=== WORK TO COMPLETE ===
Here are records with pictures in them. Copy all of them exactly and leave the pictures out.

=== SUPPLIED DATA ===

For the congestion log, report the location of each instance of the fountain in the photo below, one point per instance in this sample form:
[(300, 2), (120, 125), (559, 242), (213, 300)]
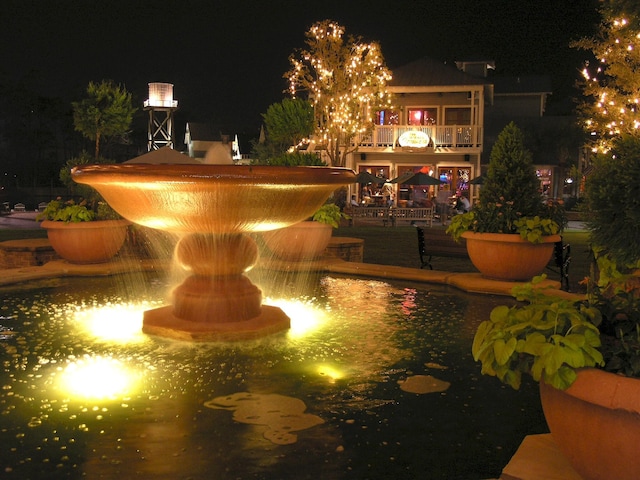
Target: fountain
[(213, 207)]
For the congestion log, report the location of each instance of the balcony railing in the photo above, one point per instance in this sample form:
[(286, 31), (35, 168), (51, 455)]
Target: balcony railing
[(449, 136)]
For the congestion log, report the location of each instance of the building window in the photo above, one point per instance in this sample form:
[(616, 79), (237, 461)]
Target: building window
[(457, 116), (387, 117), (422, 116)]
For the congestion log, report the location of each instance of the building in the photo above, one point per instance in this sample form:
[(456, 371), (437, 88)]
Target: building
[(437, 127), (445, 120)]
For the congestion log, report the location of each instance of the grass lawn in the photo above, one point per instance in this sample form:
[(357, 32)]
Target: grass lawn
[(15, 234)]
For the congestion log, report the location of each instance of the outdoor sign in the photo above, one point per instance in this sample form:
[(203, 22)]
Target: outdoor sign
[(414, 139)]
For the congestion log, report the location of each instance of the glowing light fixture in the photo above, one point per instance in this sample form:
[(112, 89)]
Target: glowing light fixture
[(305, 318), (119, 323), (97, 378), (161, 95)]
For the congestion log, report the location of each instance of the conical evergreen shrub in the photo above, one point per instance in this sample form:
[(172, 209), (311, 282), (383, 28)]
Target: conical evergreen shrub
[(511, 176)]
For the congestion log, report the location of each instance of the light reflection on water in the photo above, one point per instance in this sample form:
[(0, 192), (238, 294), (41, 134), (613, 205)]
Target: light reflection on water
[(352, 343)]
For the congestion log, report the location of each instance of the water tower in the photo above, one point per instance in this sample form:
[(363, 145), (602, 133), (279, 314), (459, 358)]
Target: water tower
[(160, 106)]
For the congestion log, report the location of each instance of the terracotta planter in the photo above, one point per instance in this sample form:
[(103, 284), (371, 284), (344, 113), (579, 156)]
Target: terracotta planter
[(504, 256), (298, 242), (87, 242), (596, 424)]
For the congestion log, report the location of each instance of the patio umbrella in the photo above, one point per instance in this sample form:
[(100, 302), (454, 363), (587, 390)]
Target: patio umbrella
[(366, 177), (411, 178)]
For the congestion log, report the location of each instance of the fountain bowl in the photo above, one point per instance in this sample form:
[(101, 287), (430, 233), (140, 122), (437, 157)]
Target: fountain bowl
[(191, 198), (212, 208)]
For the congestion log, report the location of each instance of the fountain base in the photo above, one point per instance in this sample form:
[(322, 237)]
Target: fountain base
[(162, 322)]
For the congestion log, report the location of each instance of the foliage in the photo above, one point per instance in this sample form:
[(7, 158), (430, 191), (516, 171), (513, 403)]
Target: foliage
[(288, 124), (548, 338), (511, 174), (509, 198), (293, 159), (330, 214), (72, 211), (502, 218), (106, 112), (616, 293), (611, 202), (610, 85), (346, 81)]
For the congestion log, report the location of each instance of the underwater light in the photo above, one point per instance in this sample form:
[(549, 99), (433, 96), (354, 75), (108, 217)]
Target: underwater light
[(305, 317), (97, 378), (120, 323), (330, 372)]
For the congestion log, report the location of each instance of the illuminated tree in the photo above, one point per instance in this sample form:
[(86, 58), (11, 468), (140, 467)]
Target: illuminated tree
[(346, 83), (106, 112), (611, 84)]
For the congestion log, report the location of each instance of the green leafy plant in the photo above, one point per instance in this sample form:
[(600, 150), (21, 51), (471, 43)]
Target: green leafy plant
[(330, 214), (500, 218), (71, 211), (548, 338)]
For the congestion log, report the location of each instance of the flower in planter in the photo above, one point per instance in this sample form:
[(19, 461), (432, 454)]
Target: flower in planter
[(509, 199)]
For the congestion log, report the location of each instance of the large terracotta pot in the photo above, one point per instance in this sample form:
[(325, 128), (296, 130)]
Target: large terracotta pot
[(504, 256), (596, 424), (298, 242), (87, 242)]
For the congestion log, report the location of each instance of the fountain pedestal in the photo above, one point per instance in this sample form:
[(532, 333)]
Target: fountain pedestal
[(217, 302)]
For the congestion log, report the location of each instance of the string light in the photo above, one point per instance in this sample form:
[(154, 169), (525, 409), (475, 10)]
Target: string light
[(346, 83), (614, 84)]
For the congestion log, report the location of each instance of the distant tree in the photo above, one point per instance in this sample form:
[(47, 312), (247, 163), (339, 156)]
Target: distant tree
[(345, 81), (611, 84), (106, 112), (289, 122), (287, 125)]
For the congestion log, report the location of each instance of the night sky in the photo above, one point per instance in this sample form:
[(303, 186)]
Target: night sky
[(226, 58)]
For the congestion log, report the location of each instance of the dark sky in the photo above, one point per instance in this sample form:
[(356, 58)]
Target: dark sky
[(226, 58)]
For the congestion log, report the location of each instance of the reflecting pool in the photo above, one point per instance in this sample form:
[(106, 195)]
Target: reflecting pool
[(374, 380)]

=== EXERCISE RESULT ===
For the congestion log, report the location of each instance of the fountain in the photo below, one point per instance in this sample form:
[(300, 2), (120, 125), (559, 242), (213, 300)]
Target: fountain
[(213, 207)]
For the congestion log, report the location of each instance of the balcony railing in the photo above, one point per instance in this sample form:
[(286, 31), (35, 168), (51, 455)]
Target: balcony railing
[(449, 136)]
For the congestion log, report the location of each instance of the building window in the photo above, one point per instance in this sample form:
[(616, 79), (237, 461)]
Target: building window
[(457, 116), (387, 117), (422, 116)]
For the congestion log, report the location of each instance of the building in the photo above, one point per instance in this sample form:
[(456, 371), (437, 88)]
Target: building
[(437, 127), (445, 120)]
For the congestion log, report the location of each instance of the grass lawn in the photo above, one point per instance in this sample form:
[(357, 32)]
Target: grass lawn
[(15, 234)]
For the congestion log, report the location of each instance of the outdoor sign in the photo above, one point per instance in this sample form:
[(203, 22)]
Target: outdoor sign
[(414, 139)]
For the congestion log, report the location of each instance of the glowing light fixture in the photo above, one point per instance in this sample form:
[(112, 89)]
Target: glowing light fixture
[(305, 318), (119, 323), (97, 378), (161, 95)]
For the congestion log, report the location of each instance of the conical evergreen shrub in the photo above, one point per instance in this sample form:
[(172, 209), (311, 282), (383, 28)]
Target: conical evergreen shrub
[(511, 176)]
For the congestion log, report the location of each instance of the light reflection on water in the photo above, one point per instance in this sample form:
[(0, 192), (238, 294), (41, 134), (613, 205)]
Target: light reflection on water
[(352, 343)]
For the congestion log, report the location of each instance of the water tower in the photo above, one point per instance in this sample form:
[(363, 145), (602, 133), (279, 314), (459, 358)]
Target: water tower
[(160, 106)]
For the congestion log, report the location of each instance of the terracotta planter in the photo above, one point per instance in this sample form:
[(103, 284), (371, 284), (344, 113), (579, 156)]
Target: terracotta planter
[(504, 256), (298, 242), (87, 242), (596, 424)]
For the congestion log, report the location of each instance of the patio umbrella in the photo above, one point per instance in this sample form:
[(100, 302), (454, 363), (587, 390)]
Target: patio umbrella
[(366, 177), (411, 178)]
For the congestion log, report the location of each instance of the fountain bowl in the photo above, one point per instance in this sample form:
[(101, 287), (430, 233), (140, 122), (437, 157)]
Target: fountain bowl
[(191, 198), (212, 208)]
For the congestion log, report the location of each instance of the fountain base in the photo above, one point per instance in this sample form:
[(322, 237)]
Target: fountain base
[(162, 322)]
For the congestion log, report the location of each instance of the foliage in the photo above, one point per instance in this sample form:
[(7, 158), (430, 191), (516, 171), (513, 403)]
Target: foliage
[(288, 124), (548, 338), (511, 174), (509, 198), (293, 159), (330, 214), (72, 211), (502, 218), (106, 112), (616, 293), (611, 202), (610, 85), (346, 81)]
For the congestion log, report the location of each instance of the underwater light in the photo above, one point per instance in this sample form:
[(549, 99), (433, 96), (354, 75), (108, 217)]
Target: underwater light
[(305, 317), (97, 378), (120, 323), (330, 372)]
For the congestion log, report the location of each instance of the illuminated tree in the photo above, one point per instance in this sample form:
[(86, 58), (11, 468), (140, 467)]
Target: illuminated tree
[(346, 83), (106, 112), (611, 84)]
For the congestion log, report the location of each instance of the green leafy plant in the photo above, one point per instance in this sample form:
[(600, 150), (21, 51), (471, 43)]
Target: green leafy plant
[(330, 214), (500, 218), (71, 211), (548, 338)]
For the congestion log, report the location of each instance of the flower in planter in the photo above, one point per instance in this sample form:
[(19, 461), (432, 454)]
Target: flower in planter
[(509, 199)]
For the congestion log, report the location of each instance of the large terracotta pot in the photo above, one point per instance in this sample form:
[(325, 128), (296, 130)]
Target: large terracotta pot
[(504, 256), (596, 424), (298, 242), (87, 242)]
For the congestion log, report the location of each instance of the fountain pedestal in the photo above, one point per instance in this sample form:
[(532, 333)]
Target: fountain pedestal
[(217, 302)]
For the congestion log, report the location of each instance of the string light in the photo above, one point per instance in this sample form:
[(154, 169), (525, 409), (475, 10)]
Target: string light
[(346, 83), (614, 84)]
For the congestion log, report the location of each instance of the distant tree in the photo above, one point per instance in this sample form:
[(47, 312), (247, 163), (339, 156)]
Target: distant tree
[(345, 81), (611, 84), (106, 112), (289, 122), (287, 125)]
For the congestion log, report the location of each instance of the night sky in the photo above, one point per instance in this sample form:
[(303, 186)]
Target: night sky
[(226, 58)]
For the congestion log, report the location of each instance of the dark sky in the photo above, one point per instance in this sample form:
[(356, 58)]
Target: dark sky
[(226, 58)]
For the congestion log, report the location of each instance of the reflecting pool in the photo above, one point per instance in this sample form:
[(106, 195)]
Target: reflecting pool
[(374, 380)]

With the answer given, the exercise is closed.